● **Tasks to complete**:
1: In the post about the Supreme Court gun case, reproduce the passage from "Last January, the" to "bring their guns.", swapping "gun owners" for "firearm owners".
2: Render this sentence from the post about the Supreme Court gun case in Spanish: "The case centers on an unusual — and recently changed — New York City rule that limited where gun owners with a certain kind of permit were allowed to bring their guns."
3: Write what comes next in the post about the Supreme Court gun case, picking up after its final sentence.

Vox has gone full Calculon proclaiming “O tears, O lamentations” over the upcoming Supreme Court case  New York State Rifle & Pistol Association Inc. v. City of New York, and their tears of unfathomable sadness are yummy.

The biggest Second Amendment case to reach the Supreme Court in nearly a decade, explained
Gun control supporters are desperate — and have already taken drastic steps — to get the Supreme Court to dismiss this case.

If by drastic steps, you mean a mafia-like threat to shakedown the court then yes.

This is the picture that is at the top of this Vox article.

Last January, the Supreme Court announced that it would hear New York State Rifle & Pistol Association Inc. v. City of New York, the first major Second Amendment case to be heard by the Supreme Court in nearly a decade — and also the first since Justice Anthony Kennedy’s retirement shifted the Court dramatically to the right.

Or… a shift away from Leftist judicial activism.  That’s an equally good way of putting it.

The case centers on an unusual — and recently changed — New York City rule that limited where gun owners with a certain kind of permit were allowed to bring their guns.

Gun control advocates, including policymakers in both New York City and the New York state legislature, fear a big loss in the Supreme Court and are desperate to make the case go away. Indeed, New York City changed their gun rules after the Supreme Court announced it would hear the case, and state legislators enacted a new law forbidding the city from bringing back the old rules — all in the hopes of obviating the need for the Court to weigh in. Because the legal controversy between the city and the plaintiffs is now over, the city asked the Court to dismiss this case as moot.

New York City, in a desperate attempt to make this case go away and not get hammered by the Court, eased their restrictions a tiny bit.  Instead of shackling their residents by both ankles, they are shackling them by one and saying the court no longer has any reason to intervene and free the people.

New York State Rifle, in other words, is of two-fold importance. It is important because the Supreme Court’s current majority is likely to expand the scope of the Second Amendment significantly if they decide the merits of this case.

But it is also important because the debate over whether to dismiss this case will offer a window into the psychology of the Court’s Republican majority.

Like using the court to defend the Constitutionally protected rights of the people via judicial review as has been the court’s duty since 1803.

The argument that New York State Rifle must be dismissed as moot is very strong. Should the Supreme Court move forward with the case, it will only add to fears — including fears that were recently raised by Justice Sonia Sotomayor — that the Court is bending the rules in order to achieve conservative outcomes.

This is the same bullshit that Sheldon Whitehouse and the other Mafioso senators said.

A few months before his death this summer, retired Justice John Paul Stevens offered a surprisingly candid window into the Court’s internal deliberations.

In its 2008 decision in District of Columbia v. Heller, the Supreme Court held for the first time that the Second Amendment protects an individual right to bear arms. The Court split along familiar ideological lines, with Kennedy joining his fellow conservatives in the 5-4 majority.

This is the narrative that always gets pushed: when the Court has a Right/Left split that the Left wins, it’s justice, when the Court has a Right/Left split that the Right wins, that partisan bad acting.

● **Data shown**:
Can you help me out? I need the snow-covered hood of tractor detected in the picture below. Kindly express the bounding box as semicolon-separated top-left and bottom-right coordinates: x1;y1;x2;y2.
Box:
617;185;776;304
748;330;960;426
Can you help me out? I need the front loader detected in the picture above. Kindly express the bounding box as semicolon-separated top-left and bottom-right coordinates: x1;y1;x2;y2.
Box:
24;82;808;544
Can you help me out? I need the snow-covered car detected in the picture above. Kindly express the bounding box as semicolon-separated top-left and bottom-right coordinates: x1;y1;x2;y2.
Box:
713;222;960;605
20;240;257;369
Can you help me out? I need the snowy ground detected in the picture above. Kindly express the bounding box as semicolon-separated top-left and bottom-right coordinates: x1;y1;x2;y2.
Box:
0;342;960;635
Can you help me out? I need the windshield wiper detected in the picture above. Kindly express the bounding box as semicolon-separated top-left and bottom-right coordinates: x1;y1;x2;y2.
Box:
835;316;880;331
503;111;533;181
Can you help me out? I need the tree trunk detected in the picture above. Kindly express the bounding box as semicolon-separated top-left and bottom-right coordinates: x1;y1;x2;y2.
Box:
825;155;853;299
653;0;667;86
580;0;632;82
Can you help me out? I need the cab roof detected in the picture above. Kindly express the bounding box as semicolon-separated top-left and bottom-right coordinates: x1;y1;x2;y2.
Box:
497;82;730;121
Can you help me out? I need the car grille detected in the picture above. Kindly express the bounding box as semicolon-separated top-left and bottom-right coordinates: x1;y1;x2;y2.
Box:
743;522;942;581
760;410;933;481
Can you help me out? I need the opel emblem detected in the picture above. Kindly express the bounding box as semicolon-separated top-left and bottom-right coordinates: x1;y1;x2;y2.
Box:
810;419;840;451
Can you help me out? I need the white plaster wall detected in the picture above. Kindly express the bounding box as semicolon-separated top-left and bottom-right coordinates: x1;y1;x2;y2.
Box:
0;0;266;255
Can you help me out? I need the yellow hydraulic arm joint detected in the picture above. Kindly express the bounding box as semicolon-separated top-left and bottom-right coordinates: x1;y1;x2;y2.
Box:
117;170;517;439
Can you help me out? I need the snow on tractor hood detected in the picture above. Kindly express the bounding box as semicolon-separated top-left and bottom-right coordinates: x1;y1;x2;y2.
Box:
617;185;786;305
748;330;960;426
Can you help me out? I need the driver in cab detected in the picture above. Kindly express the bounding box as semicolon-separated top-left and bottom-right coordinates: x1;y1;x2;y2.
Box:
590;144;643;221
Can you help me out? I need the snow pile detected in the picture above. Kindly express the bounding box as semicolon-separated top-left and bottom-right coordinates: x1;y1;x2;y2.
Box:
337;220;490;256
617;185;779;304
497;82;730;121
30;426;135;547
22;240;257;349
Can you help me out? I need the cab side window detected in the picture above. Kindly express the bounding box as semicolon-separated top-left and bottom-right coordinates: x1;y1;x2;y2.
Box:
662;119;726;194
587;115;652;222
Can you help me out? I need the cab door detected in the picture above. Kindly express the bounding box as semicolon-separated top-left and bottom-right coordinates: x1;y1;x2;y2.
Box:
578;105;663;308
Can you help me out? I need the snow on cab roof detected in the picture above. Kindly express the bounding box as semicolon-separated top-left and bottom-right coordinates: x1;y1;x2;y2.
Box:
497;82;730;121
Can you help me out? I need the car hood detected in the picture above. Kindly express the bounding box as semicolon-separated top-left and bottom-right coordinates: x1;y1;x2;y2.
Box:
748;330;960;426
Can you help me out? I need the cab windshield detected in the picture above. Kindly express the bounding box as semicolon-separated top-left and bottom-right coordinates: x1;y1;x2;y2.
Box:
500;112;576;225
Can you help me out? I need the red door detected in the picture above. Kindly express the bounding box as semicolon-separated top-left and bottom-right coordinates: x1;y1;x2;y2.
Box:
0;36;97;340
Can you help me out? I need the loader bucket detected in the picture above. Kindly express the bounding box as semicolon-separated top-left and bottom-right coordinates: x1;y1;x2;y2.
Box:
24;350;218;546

● **Results in order**:
1:
Last January, the Supreme Court announced that it would hear New York State Rifle & Pistol Association Inc. v. City of New York, the first major Second Amendment case to be heard by the Supreme Court in nearly a decade — and also the first since Justice Anthony Kennedy’s retirement shifted the Court dramatically to the right.

Or… a shift away from Leftist judicial activism.  That’s an equally good way of putting it.

The case centers on an unusual — and recently changed — New York City rule that limited where firearm owners with a certain kind of permit were allowed to bring their guns.

2: El caso gira en torno a una norma inusual —y recientemente modificada— de la ciudad de Nueva York que limitaba a dónde podían llevar sus armas los propietarios de armas con cierto tipo de permiso.

3:
Heller, however, was hardly a total victory for advocates of gun rights. Indeed, Justice Antonin Scalia’s majority opinion is riddled with caveats. Heller suggests that “longstanding prohibitions on the possession of firearms by felons and the mentally ill, or laws forbidding the carrying of firearms in sensitive places such as schools and government buildings, or laws imposing conditions and qualifications on the commercial sale of arms” all remain valid, as are bans on “dangerous and unusual weapons.”

In a November interview with the New York Times’ Adam Liptak, Stevens revealed that Kennedy asked for “some important changes” to Scalia’s original draft of the Heller opinion. At Stevens’s urging, Kennedy requested language stating that Heller “should not be taken to cast doubt” on many existing gun laws. Without Kennedy’s intervention, in other words, Heller may not have included the important language limiting the scope of the Second Amendment.

It shouldn’t have.  It is ridiculous just how much effort is put into limiting the scope of a Constitutional Amendment.  The whole point of the Bill of Rights is to limit the scope of government, not the rights of the people.  The Left has flipped this entirely upside down.  Gun restrictions, when they are allowed, should be very narrow and specific and the default is to the rights of the people.  The Left wants the restrictions to be the defaults and what is allowed to be narrow and specific.

What Kennedy did was wrong.

But Kennedy is gone. And his replacement, Justice Brett Kavanaugh, appears very eager to expand gun rights.

Fuck yes!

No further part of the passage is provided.